WORK REQUIRED →
Show each line of the listing in which the word "white" occurs.

INFORMATION GIVEN →
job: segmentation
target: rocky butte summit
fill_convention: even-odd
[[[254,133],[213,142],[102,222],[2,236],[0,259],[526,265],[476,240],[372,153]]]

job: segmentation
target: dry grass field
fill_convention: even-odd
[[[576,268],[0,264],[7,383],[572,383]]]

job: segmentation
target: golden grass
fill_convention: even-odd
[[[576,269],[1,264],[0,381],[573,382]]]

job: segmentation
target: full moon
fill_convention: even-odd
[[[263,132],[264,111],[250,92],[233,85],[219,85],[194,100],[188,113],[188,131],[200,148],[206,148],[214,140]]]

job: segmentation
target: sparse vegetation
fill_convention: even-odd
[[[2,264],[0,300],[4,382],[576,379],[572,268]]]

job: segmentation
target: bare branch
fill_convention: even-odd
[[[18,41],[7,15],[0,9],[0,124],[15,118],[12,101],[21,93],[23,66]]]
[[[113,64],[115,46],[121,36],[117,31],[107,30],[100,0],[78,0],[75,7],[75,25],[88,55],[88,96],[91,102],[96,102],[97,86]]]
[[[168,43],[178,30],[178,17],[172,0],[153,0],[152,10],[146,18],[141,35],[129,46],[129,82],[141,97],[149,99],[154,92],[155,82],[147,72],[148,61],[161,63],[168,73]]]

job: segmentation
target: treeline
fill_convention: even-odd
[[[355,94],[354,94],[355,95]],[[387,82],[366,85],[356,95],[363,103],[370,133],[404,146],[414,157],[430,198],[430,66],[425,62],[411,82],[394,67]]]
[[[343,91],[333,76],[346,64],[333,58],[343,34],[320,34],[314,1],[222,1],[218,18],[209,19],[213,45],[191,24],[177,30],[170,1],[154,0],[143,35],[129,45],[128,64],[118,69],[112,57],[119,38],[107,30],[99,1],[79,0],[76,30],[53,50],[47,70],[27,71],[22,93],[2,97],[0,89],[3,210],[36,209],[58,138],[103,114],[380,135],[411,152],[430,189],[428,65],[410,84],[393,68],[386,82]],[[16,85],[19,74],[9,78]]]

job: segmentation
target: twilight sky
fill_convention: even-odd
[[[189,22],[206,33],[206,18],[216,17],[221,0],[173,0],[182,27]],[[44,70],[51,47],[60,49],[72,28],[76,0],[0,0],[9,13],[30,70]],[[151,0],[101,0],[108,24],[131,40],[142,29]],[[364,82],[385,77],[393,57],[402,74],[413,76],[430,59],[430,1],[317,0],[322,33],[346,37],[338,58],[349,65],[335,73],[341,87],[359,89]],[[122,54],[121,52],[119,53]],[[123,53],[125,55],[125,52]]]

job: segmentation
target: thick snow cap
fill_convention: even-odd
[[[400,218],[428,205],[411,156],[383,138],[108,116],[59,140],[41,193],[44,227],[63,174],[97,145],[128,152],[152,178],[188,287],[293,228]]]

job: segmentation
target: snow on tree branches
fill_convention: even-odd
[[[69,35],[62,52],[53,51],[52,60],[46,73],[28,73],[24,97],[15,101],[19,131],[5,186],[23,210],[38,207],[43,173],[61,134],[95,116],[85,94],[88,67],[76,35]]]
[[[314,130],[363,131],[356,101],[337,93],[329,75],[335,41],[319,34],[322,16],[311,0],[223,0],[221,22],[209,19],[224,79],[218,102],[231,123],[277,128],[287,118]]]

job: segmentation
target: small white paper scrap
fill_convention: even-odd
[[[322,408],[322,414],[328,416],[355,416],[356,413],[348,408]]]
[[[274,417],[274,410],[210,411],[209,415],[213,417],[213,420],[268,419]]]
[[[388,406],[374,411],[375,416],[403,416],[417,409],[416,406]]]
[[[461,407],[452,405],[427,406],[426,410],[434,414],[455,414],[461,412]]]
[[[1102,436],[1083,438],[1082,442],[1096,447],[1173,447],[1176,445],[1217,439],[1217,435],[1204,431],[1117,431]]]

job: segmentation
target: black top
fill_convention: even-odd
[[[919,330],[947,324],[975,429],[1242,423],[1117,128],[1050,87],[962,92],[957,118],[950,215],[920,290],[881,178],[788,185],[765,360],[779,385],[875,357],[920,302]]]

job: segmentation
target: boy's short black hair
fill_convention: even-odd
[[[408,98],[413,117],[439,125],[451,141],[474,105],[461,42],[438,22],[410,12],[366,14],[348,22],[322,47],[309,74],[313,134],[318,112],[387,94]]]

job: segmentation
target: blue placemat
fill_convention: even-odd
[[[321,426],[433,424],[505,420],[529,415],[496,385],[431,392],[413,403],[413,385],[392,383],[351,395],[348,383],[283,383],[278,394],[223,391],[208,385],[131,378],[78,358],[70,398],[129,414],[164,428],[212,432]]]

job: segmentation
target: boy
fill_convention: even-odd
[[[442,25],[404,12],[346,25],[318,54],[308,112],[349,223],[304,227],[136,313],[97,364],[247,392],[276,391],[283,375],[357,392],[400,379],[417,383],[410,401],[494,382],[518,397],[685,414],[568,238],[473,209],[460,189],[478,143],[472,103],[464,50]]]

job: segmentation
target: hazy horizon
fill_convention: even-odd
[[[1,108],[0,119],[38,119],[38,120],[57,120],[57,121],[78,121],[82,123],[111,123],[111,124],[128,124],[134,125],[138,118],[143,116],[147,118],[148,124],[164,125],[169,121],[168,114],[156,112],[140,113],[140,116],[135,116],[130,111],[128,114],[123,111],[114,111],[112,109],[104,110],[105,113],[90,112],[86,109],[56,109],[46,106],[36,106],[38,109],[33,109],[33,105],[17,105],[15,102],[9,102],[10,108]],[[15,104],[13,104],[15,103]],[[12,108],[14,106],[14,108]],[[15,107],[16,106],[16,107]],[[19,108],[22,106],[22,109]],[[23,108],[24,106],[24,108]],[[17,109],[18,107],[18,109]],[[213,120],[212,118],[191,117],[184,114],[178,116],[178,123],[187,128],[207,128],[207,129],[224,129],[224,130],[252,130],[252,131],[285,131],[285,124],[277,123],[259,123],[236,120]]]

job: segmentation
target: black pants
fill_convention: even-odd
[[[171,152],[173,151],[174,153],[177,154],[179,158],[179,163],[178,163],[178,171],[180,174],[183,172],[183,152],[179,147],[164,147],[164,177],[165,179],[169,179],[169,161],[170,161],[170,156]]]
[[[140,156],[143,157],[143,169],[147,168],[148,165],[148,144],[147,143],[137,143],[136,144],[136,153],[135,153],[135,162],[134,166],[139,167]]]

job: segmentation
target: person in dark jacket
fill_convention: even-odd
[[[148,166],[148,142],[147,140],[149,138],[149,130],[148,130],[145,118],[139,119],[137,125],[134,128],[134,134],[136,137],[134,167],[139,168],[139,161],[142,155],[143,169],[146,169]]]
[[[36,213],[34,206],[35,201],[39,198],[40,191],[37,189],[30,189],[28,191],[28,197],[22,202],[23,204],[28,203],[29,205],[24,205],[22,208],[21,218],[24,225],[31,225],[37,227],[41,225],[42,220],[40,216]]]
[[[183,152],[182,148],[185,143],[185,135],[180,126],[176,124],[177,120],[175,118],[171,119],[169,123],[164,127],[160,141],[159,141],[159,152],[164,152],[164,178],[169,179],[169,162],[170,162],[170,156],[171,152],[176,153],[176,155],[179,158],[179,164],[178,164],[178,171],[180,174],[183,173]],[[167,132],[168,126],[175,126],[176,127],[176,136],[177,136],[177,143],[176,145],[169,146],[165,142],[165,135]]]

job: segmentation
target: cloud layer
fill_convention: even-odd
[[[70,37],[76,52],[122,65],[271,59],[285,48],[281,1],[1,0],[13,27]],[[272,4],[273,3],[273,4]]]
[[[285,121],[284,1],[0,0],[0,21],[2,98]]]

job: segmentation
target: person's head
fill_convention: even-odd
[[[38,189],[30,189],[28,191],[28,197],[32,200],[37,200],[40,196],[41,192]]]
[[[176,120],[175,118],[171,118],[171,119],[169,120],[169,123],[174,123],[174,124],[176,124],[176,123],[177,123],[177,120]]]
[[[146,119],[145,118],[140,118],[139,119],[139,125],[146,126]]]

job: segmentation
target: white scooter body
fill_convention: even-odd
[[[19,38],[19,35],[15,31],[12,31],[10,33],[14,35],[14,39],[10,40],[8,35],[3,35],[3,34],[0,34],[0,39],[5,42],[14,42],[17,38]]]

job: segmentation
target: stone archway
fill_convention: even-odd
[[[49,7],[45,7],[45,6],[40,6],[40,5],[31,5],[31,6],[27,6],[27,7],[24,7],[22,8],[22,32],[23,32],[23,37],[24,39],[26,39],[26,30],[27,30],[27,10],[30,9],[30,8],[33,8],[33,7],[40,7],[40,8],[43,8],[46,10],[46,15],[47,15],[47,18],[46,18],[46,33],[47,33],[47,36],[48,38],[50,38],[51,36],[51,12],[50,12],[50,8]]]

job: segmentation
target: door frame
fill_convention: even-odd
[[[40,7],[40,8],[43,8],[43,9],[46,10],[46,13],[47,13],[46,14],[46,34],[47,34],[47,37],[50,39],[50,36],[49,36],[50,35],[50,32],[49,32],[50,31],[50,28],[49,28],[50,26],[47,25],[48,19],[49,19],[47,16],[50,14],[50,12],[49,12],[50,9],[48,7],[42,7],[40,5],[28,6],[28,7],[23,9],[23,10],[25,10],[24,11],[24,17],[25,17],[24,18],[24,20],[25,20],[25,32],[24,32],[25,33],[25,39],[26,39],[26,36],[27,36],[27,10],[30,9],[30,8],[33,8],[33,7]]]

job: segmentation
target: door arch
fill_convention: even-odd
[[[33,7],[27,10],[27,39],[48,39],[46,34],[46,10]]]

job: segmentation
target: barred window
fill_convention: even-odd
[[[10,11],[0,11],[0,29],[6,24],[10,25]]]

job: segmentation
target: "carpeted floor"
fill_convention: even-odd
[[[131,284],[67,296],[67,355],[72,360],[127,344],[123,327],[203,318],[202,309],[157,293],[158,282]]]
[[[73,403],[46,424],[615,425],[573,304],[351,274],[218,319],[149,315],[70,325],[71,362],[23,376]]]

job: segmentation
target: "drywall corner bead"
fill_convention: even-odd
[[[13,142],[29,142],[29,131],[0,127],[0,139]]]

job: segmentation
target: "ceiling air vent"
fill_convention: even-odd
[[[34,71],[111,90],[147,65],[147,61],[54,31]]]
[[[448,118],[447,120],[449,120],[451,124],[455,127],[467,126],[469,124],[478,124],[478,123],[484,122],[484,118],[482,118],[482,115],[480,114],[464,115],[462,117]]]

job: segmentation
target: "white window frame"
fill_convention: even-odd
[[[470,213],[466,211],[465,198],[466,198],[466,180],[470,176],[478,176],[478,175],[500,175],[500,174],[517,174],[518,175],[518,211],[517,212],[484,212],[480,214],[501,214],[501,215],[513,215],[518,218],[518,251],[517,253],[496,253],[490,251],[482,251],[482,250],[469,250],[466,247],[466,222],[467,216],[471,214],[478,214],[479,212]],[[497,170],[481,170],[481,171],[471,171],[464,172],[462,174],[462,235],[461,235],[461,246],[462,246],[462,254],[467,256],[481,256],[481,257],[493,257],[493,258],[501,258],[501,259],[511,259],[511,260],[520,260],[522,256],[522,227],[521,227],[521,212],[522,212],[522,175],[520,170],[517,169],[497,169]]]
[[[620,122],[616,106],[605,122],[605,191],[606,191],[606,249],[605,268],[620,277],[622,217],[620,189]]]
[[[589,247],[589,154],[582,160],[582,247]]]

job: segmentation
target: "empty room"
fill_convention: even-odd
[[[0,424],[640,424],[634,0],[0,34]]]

TASK RESULT →
target: small white paper scrap
target: white scooter body
target: "white window frame"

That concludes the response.